**REQUIRED TASK 1**
Collect every row below that contains the word "covered", and copy each one in full.

**READING TEXT**
>> begin
Lara-another Sobers?
By Pryor Jonas
Stabroek News
May 10, 2003
Here is the Test team versus Australia at Sabina Park, in March, 1955: in batting order, John Holt, Glendon Gibbs, Alfie Binns, Everton Weekes, Clyde Walcott, Frank Worrell, Collie Smith, Denis Atkinson, Frank King, Sonny Ramadhin, Alf Valentine. Australia won by nine wickets.
Our captain for that game was Denis St Eval Atkinson. No one who knows his cricket could justify Atkinson's preferment. The whole truth, however, was that Stollmeyer had initially been selected captain for the series but due to injury could not play in that first Test match.
This was how Guyana's Gibbs got his break, a wicked ploy by the West Indies selectors. It was Gibbs's first and only Test. Someday I'll recount the humiliation Glendon Gibbs suffered, all so unnecessarily.
>> end
**ROWS**
>> begin
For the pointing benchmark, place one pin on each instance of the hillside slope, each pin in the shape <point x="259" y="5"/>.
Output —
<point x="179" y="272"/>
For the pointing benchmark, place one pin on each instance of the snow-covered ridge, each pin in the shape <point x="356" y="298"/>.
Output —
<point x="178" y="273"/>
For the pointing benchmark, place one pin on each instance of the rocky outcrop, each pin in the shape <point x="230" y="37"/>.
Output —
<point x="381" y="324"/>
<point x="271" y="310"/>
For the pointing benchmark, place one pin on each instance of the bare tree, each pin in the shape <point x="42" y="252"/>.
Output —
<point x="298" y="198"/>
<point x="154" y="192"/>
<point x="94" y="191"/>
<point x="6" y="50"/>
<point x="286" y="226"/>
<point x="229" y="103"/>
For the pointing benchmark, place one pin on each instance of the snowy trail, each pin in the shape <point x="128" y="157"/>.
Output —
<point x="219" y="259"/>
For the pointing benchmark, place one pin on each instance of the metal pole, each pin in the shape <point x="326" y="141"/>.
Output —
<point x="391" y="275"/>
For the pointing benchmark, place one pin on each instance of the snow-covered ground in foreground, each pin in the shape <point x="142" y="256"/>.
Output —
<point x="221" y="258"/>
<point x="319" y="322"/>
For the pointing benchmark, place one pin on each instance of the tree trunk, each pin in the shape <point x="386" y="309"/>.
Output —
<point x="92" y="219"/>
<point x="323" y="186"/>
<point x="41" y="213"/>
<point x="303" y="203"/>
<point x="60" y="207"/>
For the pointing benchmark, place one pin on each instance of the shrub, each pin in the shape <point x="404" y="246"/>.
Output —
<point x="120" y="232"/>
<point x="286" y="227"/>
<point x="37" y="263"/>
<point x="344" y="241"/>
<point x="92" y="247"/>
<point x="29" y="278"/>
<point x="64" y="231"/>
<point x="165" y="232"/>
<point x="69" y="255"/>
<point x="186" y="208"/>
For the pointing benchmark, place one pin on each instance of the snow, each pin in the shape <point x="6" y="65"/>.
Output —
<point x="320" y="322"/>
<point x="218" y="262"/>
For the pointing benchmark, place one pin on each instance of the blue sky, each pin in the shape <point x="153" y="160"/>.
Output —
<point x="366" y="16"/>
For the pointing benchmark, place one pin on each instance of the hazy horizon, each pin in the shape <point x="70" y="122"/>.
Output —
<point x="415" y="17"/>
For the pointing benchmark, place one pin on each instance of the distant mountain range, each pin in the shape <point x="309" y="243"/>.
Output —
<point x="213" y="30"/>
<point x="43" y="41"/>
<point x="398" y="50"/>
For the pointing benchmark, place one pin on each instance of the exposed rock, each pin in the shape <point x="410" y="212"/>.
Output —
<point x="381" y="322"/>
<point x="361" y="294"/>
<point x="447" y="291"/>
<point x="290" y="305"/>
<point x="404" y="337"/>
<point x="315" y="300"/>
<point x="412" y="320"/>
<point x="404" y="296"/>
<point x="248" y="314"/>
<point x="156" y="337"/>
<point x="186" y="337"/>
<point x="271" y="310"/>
>> end
**REQUIRED TASK 2**
Reproduce part of the cricket article above word for word, beginning at "By Pryor Jonas" and stopping after "first Test match.".

**FULL ANSWER 1**
For the pointing benchmark, place one pin on each instance of the snow-covered ridge, each pin in the shape <point x="356" y="298"/>.
For the pointing benchmark, place one pin on each instance of the snow-covered ground in foreground, each pin in the shape <point x="142" y="256"/>.

**FULL ANSWER 2**
By Pryor Jonas
Stabroek News
May 10, 2003
Here is the Test team versus Australia at Sabina Park, in March, 1955: in batting order, John Holt, Glendon Gibbs, Alfie Binns, Everton Weekes, Clyde Walcott, Frank Worrell, Collie Smith, Denis Atkinson, Frank King, Sonny Ramadhin, Alf Valentine. Australia won by nine wickets.
Our captain for that game was Denis St Eval Atkinson. No one who knows his cricket could justify Atkinson's preferment. The whole truth, however, was that Stollmeyer had initially been selected captain for the series but due to injury could not play in that first Test match.